_ISTRUZIONI_
Estrai dalle righe qui sotto tutte quelle che contengono la parola "dark".

▶

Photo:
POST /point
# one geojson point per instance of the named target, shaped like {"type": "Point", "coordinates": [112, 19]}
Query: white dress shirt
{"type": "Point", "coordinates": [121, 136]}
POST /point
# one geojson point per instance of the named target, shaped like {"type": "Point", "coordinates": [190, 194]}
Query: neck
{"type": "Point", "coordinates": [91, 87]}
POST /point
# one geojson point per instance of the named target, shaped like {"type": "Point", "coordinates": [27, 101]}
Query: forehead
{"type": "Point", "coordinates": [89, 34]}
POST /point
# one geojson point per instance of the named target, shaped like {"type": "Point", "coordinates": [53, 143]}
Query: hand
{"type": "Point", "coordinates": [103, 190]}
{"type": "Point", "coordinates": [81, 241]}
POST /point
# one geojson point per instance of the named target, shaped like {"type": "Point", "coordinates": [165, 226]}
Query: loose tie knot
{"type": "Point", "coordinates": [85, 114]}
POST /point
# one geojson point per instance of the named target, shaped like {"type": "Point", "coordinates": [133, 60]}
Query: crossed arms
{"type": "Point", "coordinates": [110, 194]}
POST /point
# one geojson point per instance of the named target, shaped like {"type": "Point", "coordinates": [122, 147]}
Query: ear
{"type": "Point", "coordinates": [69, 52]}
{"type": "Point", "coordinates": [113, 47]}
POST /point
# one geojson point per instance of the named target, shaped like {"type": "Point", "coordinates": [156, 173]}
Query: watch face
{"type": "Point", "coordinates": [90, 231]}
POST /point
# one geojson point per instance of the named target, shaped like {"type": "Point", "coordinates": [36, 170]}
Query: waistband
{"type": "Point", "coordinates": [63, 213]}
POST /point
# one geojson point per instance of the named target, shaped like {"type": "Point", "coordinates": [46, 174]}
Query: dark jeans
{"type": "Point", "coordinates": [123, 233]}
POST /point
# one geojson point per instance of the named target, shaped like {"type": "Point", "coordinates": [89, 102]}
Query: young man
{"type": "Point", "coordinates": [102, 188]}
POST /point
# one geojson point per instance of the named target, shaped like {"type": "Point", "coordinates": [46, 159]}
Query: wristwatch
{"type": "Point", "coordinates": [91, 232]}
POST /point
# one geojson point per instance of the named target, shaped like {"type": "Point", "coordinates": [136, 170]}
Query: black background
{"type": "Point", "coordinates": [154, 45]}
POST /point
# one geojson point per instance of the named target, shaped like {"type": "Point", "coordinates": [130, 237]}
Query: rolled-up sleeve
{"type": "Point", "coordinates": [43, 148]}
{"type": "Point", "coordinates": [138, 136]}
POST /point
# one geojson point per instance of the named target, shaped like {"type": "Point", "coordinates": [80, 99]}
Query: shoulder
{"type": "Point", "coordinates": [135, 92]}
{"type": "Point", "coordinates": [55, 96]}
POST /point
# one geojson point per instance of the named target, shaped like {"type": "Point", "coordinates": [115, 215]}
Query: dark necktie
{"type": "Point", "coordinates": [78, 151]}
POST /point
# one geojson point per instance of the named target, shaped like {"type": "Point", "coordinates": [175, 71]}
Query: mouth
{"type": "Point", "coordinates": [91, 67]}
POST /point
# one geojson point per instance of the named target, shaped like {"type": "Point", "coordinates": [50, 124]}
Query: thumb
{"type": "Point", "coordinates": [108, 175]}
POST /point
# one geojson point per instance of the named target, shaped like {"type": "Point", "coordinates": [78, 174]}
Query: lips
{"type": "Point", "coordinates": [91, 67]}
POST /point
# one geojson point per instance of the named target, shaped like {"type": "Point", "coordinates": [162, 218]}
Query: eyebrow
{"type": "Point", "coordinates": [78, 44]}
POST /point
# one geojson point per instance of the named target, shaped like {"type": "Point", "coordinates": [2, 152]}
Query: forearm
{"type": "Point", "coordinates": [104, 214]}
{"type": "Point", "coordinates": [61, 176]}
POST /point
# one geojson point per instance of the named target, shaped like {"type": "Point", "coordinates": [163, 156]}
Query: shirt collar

◀

_RISPOSTA_
Query: dark jeans
Query: dark necktie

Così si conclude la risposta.